Your goal
State how many lines in the data below contain the string "small", with case counting. Give only the number.

Supplied records
——————
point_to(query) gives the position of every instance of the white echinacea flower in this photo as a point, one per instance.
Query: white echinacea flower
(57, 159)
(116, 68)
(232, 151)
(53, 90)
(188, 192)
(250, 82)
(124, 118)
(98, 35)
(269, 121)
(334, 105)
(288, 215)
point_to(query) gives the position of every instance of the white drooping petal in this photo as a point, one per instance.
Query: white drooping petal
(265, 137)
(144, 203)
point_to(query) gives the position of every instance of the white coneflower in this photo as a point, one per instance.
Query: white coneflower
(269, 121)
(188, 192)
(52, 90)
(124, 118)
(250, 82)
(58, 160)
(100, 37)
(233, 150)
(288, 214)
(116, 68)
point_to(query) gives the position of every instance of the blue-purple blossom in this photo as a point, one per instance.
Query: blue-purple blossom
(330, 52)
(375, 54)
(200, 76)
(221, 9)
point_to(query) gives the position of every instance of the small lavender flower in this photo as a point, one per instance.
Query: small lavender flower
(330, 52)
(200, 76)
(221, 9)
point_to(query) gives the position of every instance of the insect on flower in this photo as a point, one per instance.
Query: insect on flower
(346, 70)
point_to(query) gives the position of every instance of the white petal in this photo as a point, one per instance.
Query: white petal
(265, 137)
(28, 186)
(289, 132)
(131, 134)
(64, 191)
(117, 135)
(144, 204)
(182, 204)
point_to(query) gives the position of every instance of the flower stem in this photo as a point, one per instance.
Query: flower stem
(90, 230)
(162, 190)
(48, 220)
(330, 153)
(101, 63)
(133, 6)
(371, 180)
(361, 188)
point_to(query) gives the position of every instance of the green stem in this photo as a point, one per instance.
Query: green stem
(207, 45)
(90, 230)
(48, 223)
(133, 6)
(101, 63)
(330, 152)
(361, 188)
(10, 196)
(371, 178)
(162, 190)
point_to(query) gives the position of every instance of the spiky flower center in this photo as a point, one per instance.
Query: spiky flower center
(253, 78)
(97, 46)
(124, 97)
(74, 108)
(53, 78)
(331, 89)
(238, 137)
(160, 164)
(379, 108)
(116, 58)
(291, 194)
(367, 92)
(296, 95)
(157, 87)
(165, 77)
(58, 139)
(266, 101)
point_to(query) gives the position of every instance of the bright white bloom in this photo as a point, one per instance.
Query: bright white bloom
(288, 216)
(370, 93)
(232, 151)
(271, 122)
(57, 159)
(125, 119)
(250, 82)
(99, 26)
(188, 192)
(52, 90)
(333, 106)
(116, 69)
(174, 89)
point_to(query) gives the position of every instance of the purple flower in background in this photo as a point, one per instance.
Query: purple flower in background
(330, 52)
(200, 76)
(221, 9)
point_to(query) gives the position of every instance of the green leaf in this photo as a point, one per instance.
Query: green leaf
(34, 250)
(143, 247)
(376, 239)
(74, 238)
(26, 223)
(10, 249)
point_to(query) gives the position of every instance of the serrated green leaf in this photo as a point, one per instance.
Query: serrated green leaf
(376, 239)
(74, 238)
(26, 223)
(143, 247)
——————
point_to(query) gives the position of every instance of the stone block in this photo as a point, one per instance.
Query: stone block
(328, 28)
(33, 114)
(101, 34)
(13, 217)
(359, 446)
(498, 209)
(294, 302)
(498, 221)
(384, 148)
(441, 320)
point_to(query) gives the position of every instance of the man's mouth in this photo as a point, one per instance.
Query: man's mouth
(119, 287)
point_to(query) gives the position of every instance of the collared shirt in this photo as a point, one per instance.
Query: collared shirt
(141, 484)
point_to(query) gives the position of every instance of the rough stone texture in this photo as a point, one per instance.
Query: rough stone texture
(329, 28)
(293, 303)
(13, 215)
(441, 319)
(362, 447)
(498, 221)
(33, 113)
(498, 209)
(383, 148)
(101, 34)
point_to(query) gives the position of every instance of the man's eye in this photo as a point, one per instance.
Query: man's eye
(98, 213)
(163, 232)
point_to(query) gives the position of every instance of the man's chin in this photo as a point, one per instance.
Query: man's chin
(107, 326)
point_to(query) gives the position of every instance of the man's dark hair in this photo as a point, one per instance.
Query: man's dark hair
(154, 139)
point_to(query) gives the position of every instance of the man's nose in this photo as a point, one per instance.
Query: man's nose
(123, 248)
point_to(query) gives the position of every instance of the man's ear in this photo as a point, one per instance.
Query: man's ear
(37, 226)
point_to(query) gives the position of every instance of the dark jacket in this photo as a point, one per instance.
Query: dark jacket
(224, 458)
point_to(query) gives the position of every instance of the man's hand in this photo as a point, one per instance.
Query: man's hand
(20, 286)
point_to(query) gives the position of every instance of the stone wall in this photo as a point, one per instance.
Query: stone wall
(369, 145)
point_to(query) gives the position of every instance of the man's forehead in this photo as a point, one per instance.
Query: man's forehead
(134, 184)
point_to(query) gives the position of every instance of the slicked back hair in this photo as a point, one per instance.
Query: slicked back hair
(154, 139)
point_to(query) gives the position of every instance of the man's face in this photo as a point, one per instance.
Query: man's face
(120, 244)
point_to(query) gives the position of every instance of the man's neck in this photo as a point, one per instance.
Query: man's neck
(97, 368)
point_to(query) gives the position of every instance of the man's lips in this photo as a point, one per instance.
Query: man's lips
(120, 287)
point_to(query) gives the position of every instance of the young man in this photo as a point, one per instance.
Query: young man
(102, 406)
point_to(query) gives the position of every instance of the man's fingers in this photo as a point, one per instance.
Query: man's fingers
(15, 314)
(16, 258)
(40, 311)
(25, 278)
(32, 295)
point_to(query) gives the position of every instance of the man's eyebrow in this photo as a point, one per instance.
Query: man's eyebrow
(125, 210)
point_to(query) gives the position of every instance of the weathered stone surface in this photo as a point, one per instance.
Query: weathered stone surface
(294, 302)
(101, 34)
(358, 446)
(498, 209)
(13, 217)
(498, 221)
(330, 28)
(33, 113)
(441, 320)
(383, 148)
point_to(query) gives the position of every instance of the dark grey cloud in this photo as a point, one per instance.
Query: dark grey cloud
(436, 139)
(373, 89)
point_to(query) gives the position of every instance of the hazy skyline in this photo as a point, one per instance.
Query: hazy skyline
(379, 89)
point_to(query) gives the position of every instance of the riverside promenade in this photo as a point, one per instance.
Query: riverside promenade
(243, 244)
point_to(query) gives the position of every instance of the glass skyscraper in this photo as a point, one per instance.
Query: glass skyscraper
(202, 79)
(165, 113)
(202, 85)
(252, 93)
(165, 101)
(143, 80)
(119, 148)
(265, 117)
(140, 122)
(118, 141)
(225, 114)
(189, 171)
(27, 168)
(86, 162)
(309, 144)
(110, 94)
——————
Result of the task
2